Die Europäische Weltraumagentur ESA zelebriert den Start ihres modernsten Forschungssatelliten "Biomass". Am 29. April um 11.15 Uhr MESZ wurde er an Bord einer Vega-C-Rakete vom Weltraumbahnhof in Französisch-Guayana ins All katapultiert. Etwas mehr als eine Stunde später sendete der künstliche Erdtrabant sein erstes Lebenszeichen.
In den kommenden Tagen wird er unter laufenden Systemchecks an seine vorgesehene Umlaufbahn in 666 Kilometern Höhe gesteuert. Dabei wird auch in einem komplizierten Origami-Manöver das wichtigste Messinstrument entfaltet. Es handelt sich dabei um einen riesigen Maschenreflektor (siehe Bild oben) mit Durchmesser von zwölf Metern, der am Ende eines 7,5 Meter langen Auslegers sitzt.

________

» **Aufgaben**:
1. Schreib aus dem Text über den Satelliten „Biomass“ den Abschnitt wörtlich ab, der mit „Die Europäische Weltraumagentur“ beginnt und mit „sein erstes Lebenszeichen.“ endet.
2. Beantworte anhand des Textes über den Satelliten „Biomass“ diese Fragen:
(a) Von wo aus wurde die Rakete ins All geschossen?
(b) In welcher Höhe liegt die vorgesehene Umlaufbahn?
(c) Welchen Durchmesser hat der Maschenreflektor?
Stütz dich dabei nur auf den Text oben.

» **Datenauszug**:

________

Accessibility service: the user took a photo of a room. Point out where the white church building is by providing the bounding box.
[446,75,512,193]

________

» **Lösungen**:
1.
Die Europäische Weltraumagentur ESA zelebriert den Start ihres modernsten Forschungssatelliten "Biomass". Am 29. April um 11.15 Uhr MESZ wurde er an Bord einer Vega-C-Rakete vom Weltraumbahnhof in Französisch-Guayana ins All katapultiert. Etwas mehr als eine Stunde später sendete der künstliche Erdtrabant sein erstes Lebenszeichen.

2.
(a) Vom Weltraumbahnhof in Französisch-Guayana.
(b) In 666 Kilometern Höhe.
(c) Zwölf Meter.